__SOURCE DATA__

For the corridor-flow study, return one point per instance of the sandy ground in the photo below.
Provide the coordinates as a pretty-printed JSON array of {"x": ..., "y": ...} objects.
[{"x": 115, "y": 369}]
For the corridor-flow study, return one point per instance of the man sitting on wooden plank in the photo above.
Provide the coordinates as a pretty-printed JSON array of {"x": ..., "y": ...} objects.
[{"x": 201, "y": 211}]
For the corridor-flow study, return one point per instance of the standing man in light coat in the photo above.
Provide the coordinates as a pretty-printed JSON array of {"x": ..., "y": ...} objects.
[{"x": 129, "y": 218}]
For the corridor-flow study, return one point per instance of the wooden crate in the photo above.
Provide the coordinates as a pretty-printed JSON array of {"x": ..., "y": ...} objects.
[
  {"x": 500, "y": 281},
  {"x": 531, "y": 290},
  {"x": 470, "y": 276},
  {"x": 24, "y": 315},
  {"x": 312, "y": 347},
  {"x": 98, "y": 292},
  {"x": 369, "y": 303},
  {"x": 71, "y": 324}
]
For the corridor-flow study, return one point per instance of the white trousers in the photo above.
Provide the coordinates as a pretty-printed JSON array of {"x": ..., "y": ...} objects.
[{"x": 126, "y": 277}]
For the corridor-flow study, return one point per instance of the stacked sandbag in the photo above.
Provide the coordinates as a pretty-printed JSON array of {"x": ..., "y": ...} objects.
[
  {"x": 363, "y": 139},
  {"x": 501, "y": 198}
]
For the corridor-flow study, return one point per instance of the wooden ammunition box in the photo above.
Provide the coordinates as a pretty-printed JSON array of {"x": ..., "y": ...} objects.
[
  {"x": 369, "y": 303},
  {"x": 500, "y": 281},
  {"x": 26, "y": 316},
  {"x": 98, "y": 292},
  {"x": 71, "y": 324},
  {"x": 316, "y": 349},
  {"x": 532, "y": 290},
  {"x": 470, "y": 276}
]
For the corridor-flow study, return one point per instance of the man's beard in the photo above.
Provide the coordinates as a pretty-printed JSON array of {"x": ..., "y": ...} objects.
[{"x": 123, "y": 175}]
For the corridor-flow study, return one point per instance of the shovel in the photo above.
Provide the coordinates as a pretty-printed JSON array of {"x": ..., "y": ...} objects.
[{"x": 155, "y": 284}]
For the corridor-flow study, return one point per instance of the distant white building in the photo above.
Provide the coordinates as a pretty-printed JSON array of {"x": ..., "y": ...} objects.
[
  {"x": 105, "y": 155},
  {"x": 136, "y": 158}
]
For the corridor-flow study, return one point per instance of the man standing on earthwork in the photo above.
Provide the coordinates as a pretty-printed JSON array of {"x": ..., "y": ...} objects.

__REQUIRED WORK__
Every line from the line containing "earthwork in the photo above." to the last line of the material above must be repeated exactly, and no other line.

__SOLUTION TO THE PROBLEM__
For the corridor-flow study, return one point per instance of the man standing on earthwork in the photo above.
Provide the coordinates as a pretty-printed JSON array of {"x": ..., "y": ...} objects.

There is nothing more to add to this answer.